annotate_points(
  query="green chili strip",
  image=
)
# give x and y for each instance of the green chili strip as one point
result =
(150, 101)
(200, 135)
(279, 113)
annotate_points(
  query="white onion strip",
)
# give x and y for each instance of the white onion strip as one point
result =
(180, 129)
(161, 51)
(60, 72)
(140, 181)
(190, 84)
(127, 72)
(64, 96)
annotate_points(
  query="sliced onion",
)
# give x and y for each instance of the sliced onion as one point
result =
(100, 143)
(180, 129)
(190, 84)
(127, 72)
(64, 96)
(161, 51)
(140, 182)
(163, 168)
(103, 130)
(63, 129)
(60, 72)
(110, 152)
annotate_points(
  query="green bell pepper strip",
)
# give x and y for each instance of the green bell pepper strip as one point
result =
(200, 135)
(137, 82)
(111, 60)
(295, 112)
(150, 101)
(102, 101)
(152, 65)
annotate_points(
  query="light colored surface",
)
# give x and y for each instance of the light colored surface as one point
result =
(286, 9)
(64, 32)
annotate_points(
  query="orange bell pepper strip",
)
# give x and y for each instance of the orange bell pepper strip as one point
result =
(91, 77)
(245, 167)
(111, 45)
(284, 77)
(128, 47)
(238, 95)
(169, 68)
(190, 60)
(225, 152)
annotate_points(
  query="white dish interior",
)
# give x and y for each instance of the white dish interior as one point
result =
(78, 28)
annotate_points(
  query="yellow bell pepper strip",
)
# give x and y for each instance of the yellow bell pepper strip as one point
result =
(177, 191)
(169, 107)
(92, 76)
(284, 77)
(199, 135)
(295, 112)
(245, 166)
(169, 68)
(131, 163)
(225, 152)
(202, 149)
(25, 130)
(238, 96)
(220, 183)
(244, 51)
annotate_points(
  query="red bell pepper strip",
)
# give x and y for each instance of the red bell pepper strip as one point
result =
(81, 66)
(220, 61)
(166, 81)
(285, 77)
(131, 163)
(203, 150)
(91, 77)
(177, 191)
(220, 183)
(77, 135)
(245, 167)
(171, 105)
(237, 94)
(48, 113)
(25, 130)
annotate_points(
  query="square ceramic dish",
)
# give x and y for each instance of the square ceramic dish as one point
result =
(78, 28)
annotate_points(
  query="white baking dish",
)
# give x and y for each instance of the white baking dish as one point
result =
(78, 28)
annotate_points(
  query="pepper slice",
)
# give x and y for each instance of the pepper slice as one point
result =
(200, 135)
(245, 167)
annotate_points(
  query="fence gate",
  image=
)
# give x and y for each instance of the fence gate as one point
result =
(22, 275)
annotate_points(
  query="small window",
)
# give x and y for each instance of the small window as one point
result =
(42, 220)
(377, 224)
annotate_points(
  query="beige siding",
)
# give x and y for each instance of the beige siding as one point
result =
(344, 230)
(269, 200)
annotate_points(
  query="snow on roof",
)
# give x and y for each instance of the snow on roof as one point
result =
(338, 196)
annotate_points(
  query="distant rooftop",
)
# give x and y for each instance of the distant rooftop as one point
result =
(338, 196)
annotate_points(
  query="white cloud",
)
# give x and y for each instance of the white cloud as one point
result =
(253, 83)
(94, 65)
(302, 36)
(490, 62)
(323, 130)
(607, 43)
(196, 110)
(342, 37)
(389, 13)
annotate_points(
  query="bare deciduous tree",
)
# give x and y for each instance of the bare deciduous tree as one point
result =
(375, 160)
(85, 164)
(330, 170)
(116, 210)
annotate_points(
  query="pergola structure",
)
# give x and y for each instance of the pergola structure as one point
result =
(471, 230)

#### AIM OF THE TASK:
Word for word, transcribe each of the entries above.

#### TASK OUTPUT:
annotate_points(
  query="green chili strip",
  image=
)
# give x and y for each instance of the green chili strip as one point
result =
(150, 101)
(200, 135)
(279, 113)
annotate_points(
  query="white onion strip",
)
# give x and y for each instance of the white onion strip as one point
result =
(180, 129)
(161, 51)
(60, 72)
(140, 181)
(190, 84)
(127, 72)
(64, 96)
annotate_points(
  query="sliced onion",
)
# give x and y for each instance of the sliced onion as one point
result =
(100, 143)
(180, 129)
(190, 84)
(127, 72)
(64, 96)
(161, 51)
(140, 182)
(163, 168)
(103, 130)
(63, 129)
(60, 72)
(110, 152)
annotate_points(
  query="green bell pepper strip",
)
# give x and y for each instance of the green bell pepper strip as one point
result =
(200, 135)
(137, 82)
(111, 60)
(295, 112)
(150, 101)
(102, 101)
(152, 65)
annotate_points(
  query="light colored surface",
)
# give x and y for each instance of the light colored surface as one point
result =
(286, 9)
(64, 32)
annotate_points(
  query="orange bell pepper strip",
)
# give x and y for each instance of the orange bell pepper strip as one point
result =
(91, 77)
(245, 167)
(111, 45)
(284, 77)
(128, 47)
(238, 95)
(169, 68)
(190, 60)
(225, 152)
annotate_points(
  query="white dish interior",
)
# give x and y for each instance of the white dish interior as one point
result =
(78, 28)
annotate_points(
  query="yellow bell pepper strip",
)
# give x and y for each instance of the yellow bell pepper strip as one point
result =
(177, 191)
(169, 107)
(92, 76)
(284, 77)
(199, 135)
(295, 112)
(245, 166)
(169, 68)
(131, 163)
(225, 152)
(202, 149)
(25, 130)
(238, 96)
(220, 183)
(244, 51)
annotate_points(
  query="red bell pepper strip",
)
# give x and y for each instance of the red bell pepper strip as one point
result =
(81, 66)
(220, 61)
(166, 81)
(285, 77)
(131, 163)
(203, 150)
(91, 77)
(177, 191)
(220, 183)
(77, 135)
(245, 167)
(171, 105)
(237, 94)
(48, 113)
(25, 130)
annotate_points(
  query="square ceramic dish",
)
# give x and y for each instance of the square ceramic dish as one point
result =
(78, 28)
annotate_points(
  query="white baking dish",
)
# give x and y for each instance of the white baking dish as one point
result =
(78, 28)
annotate_points(
  query="pepper slice",
)
# give x and y for each instance of the pepper slice as one point
result =
(200, 135)
(245, 167)
annotate_points(
  query="fence gate",
  image=
)
# give x and y for each instance of the fence gate as one point
result =
(22, 275)
annotate_points(
  query="small window",
)
# give x and y for each instance of the small window as one point
result =
(42, 220)
(377, 224)
annotate_points(
  query="beige siding",
)
# give x and y for each instance of the beige siding as one point
result =
(344, 230)
(269, 200)
annotate_points(
  query="snow on roof",
)
# give x and y for each instance of the snow on roof as one point
result =
(338, 196)
annotate_points(
  query="distant rooftop",
)
# give x and y for each instance of the distant rooftop as one point
result =
(338, 196)
annotate_points(
  query="white cloud",
)
# give x and y for each instance of the white cloud as one point
result =
(253, 83)
(94, 65)
(302, 36)
(490, 62)
(323, 130)
(607, 43)
(196, 110)
(342, 37)
(389, 13)
annotate_points(
  query="bare deciduous tree",
)
# give x and y for each instance of the bare deciduous tree as one point
result =
(375, 160)
(85, 164)
(330, 170)
(116, 210)
annotate_points(
  query="pergola structure",
)
# give x and y for each instance of the pergola structure as one point
result =
(471, 230)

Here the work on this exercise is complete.